_Exercise brief_
Exact copies of all entries are expected.

_Supplied data_
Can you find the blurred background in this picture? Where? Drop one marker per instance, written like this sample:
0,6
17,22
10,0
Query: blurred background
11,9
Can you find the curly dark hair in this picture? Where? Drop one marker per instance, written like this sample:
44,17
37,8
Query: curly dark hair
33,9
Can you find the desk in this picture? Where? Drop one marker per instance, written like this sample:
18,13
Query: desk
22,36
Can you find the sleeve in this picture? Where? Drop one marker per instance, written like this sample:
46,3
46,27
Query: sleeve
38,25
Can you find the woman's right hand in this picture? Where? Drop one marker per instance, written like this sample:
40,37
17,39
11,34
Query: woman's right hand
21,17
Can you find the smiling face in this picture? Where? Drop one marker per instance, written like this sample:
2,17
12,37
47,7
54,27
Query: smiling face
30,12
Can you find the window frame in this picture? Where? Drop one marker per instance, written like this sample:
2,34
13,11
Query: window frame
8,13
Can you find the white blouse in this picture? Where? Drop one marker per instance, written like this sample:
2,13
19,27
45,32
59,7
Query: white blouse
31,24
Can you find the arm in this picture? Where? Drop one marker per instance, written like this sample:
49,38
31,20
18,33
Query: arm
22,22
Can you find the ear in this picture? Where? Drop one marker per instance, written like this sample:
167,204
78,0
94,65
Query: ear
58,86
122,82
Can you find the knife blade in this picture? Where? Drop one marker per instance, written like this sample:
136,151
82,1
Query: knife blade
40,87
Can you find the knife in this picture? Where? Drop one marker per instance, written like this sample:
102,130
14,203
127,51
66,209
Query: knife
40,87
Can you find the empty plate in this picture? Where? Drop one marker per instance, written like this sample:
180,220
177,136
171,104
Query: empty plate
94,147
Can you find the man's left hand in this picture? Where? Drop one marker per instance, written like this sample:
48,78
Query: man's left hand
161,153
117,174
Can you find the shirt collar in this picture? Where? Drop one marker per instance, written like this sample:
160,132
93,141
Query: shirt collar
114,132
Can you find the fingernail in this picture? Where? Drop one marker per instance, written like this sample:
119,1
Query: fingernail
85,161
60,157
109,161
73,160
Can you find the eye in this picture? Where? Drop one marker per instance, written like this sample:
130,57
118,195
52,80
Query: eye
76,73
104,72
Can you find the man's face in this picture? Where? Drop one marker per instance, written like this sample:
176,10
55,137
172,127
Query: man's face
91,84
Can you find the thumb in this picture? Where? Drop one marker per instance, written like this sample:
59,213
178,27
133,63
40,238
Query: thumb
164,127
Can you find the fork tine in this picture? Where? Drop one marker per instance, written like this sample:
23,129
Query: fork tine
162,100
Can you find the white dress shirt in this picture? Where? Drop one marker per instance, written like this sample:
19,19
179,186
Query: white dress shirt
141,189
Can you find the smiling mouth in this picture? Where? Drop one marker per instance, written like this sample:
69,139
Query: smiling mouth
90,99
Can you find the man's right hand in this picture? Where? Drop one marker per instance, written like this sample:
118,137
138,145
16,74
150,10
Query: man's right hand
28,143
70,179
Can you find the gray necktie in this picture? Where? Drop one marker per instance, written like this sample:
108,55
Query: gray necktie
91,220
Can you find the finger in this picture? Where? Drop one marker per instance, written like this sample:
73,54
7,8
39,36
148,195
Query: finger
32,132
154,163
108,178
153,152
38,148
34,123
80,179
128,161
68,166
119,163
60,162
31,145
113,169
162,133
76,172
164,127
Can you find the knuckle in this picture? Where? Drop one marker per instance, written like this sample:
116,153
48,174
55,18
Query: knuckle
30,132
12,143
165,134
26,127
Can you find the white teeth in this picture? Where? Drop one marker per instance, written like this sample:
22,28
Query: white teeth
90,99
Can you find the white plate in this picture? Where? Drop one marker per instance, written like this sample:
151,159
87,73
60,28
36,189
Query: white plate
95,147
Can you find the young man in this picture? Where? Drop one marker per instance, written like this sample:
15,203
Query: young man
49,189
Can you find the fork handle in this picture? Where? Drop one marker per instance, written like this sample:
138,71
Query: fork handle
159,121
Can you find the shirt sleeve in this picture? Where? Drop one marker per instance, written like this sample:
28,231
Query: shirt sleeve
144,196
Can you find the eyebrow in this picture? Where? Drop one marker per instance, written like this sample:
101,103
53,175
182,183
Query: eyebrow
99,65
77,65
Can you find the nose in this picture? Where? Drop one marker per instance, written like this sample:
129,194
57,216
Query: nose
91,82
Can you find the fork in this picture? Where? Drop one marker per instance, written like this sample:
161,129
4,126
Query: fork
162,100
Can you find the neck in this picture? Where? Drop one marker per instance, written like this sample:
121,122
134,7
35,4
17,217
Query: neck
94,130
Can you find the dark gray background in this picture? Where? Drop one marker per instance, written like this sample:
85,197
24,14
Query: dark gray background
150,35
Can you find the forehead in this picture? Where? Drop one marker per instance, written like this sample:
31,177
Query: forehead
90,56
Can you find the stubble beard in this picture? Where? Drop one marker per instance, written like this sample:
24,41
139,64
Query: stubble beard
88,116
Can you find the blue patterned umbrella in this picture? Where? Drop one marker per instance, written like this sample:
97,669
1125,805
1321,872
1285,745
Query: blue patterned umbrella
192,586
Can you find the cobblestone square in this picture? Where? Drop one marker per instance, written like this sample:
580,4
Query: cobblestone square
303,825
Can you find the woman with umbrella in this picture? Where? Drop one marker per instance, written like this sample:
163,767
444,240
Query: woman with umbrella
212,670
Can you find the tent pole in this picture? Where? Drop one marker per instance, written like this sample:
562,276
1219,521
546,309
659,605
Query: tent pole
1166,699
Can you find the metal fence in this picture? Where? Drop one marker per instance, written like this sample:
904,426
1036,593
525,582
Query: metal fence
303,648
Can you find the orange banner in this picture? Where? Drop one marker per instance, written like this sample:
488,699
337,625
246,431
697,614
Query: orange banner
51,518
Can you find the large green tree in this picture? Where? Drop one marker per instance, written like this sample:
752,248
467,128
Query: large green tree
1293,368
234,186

_Response_
Can you find the blurred background in this picture? Where? Drop one marker per instance, written like this sample:
0,6
17,22
10,0
Query: blurred background
11,9
Can you find the curly dark hair in this picture? Where? Drop one marker per instance, written like this sample:
44,17
37,8
Query: curly dark hair
33,9
Can you find the desk in this picture? Where? Drop one marker per instance, written like this sample:
18,13
Query: desk
22,36
Can you find the sleeve in this picture? Where? Drop one marker per instance, written like this sample:
46,3
46,27
Query: sleeve
38,25
Can you find the woman's right hand in this picture? Where? Drop one marker per instance, written like this sample:
40,37
17,39
11,34
Query: woman's right hand
21,17
Can you find the smiling face in this picture? Where? Drop one marker per instance, written like this sample:
2,17
12,37
47,7
54,27
Query: smiling face
30,12
Can you find the window frame in this picture? Where? Drop one marker per instance, written like this sample:
2,34
13,11
Query: window frame
8,13
Can you find the white blouse in this picture? Where? Drop one marker per instance, written like this sample:
2,13
19,27
45,32
59,7
Query: white blouse
31,24
Can you find the arm in this picture? Where? Drop one marker per instance, written like this sample:
49,38
31,20
18,33
Query: arm
22,22
Can you find the ear in this picture? Where? Drop one marker per instance, written like this sample:
167,204
78,0
94,65
Query: ear
58,86
122,82
Can you find the knife blade in this picture? Where? Drop one marker per instance, written like this sample:
136,151
82,1
Query: knife blade
40,87
Can you find the knife in this picture? Where? Drop one marker per instance, written like this sample:
102,130
14,203
127,51
66,209
Query: knife
40,87
Can you find the empty plate in this picture? Where? Drop one marker per instance, written like this sample:
180,220
177,136
171,104
Query: empty plate
94,147
Can you find the man's left hand in this picture? Where? Drop one marker per instance, written like this sample:
48,78
Query: man's left hand
161,153
117,174
Can you find the shirt collar in this picture? Where? Drop one marker per instance, written like this sample:
160,132
93,141
Query: shirt collar
114,132
Can you find the fingernail in this picture? Where? Drop one marker per instance, written like this sample:
119,1
Query: fingernail
85,161
60,157
109,161
73,160
Can you find the eye in this picture? Where? Drop one marker per instance, written like this sample:
130,57
118,195
52,80
Query: eye
76,73
104,72
Can you find the man's face in this picture? Where? Drop one marker per instance, written like this sample:
176,10
55,137
172,127
Query: man's face
91,84
Can you find the thumb in this picture? Where? Drop one marker per instance, written like this sample:
59,213
178,27
133,63
40,238
Query: thumb
164,127
Can you find the fork tine in this picture? Where? Drop one marker per instance, written like this sample:
23,129
Query: fork tine
162,100
Can you find the white dress shirt in this picture? Where? Drop one marker per instance, written like this sample:
19,19
179,186
Query: white dress shirt
141,189
Can you find the smiling mouth in this picture? Where? Drop one marker per instance, written like this sample:
69,139
Query: smiling mouth
90,99
Can you find the man's right hand in this picture? Where? Drop one marker per instance, written like this sample:
118,137
138,145
16,74
150,10
Query: man's right hand
28,143
70,179
Can you find the gray necktie in this picture? Where? Drop one marker per instance, written like this sample:
108,55
Query: gray necktie
91,220
Can you find the finger in this picture? Where? Drop one marker per instance, written like this sample:
73,54
7,8
39,36
148,195
Query: finger
32,132
154,163
108,178
153,152
38,148
34,123
80,179
128,161
68,166
119,163
60,162
31,145
113,169
162,133
76,172
164,127
Can you find the knuckle in this picture? Where? Drop one marker per instance, written like this sample:
116,153
48,174
55,18
Query: knuckle
30,132
12,143
165,134
26,127
Can you find the white teeth in this picture? Where? Drop one marker per instance, written like this sample:
22,28
Query: white teeth
90,99
Can you find the white plate in this picture? Where? Drop one marker per instance, written like this sample:
151,159
87,73
60,28
36,189
Query: white plate
95,147
Can you find the young man in this picture? Where? Drop one marker per instance, written like this sample:
15,203
Query: young man
49,189
Can you find the fork handle in this picture? Where? Drop one marker per instance, written like this sample:
138,71
Query: fork handle
159,121
Can you find the shirt sleeve in this picture? Where? Drop one marker per instance, written like this sample:
28,231
Query: shirt sleeve
144,196
Can you find the eyebrow in this picture? Where? Drop one marker per instance, written like this sample:
101,103
53,175
182,183
Query: eyebrow
99,65
77,65
Can you find the nose in this picture? Where? Drop one marker per instance, written like this sample:
129,194
57,216
Query: nose
91,82
Can you find the fork in this picture? Where? Drop one marker per instance, written like this sample:
161,129
4,126
Query: fork
162,100
Can you find the neck in this picture? Where? Drop one marker per instance, written like this sample:
121,122
134,7
35,4
17,217
Query: neck
94,130
Can you find the dark gray background in this picture? Where? Drop one marker per instance, written like this sample:
85,197
24,14
Query: dark gray background
150,35
Can you find the forehead in this picture? Where? Drop one marker per instance, written like this sample:
31,177
Query: forehead
90,56
Can you find the stubble beard in this picture? Where? Drop one marker per instance, written like this sample:
24,41
139,64
Query: stubble beard
88,116
Can you find the blue patterned umbrella in this picture? Where? Drop one marker per instance, written like this sample:
97,669
1125,805
1321,872
1285,745
Query: blue patterned umbrella
192,586
Can you find the cobblestone square in this picture? Where? Drop one marker per instance, written like this sample:
580,4
Query: cobblestone square
303,825
Can you find the woman with umbrella in this picture? Where? Drop one marker per instance, written like this sample:
163,767
444,240
Query: woman with umbrella
212,670
Can you find the tent pole in this picture? Where? Drop one marker per instance, written like this sample:
562,276
1219,521
546,309
659,605
Query: tent pole
1166,699
Can you find the metal fence in this picture? Where? Drop one marker per instance, written like this sample:
904,426
1036,593
525,582
Query: metal fence
303,648
Can you find the orange banner in this picture? Where? Drop one marker per instance, written like this sample:
488,699
337,625
246,431
697,614
Query: orange banner
51,518
Can you find the large green tree in this picture? Where? Drop one marker per instance, written like this sample:
752,248
467,128
Query: large green tree
1293,368
234,186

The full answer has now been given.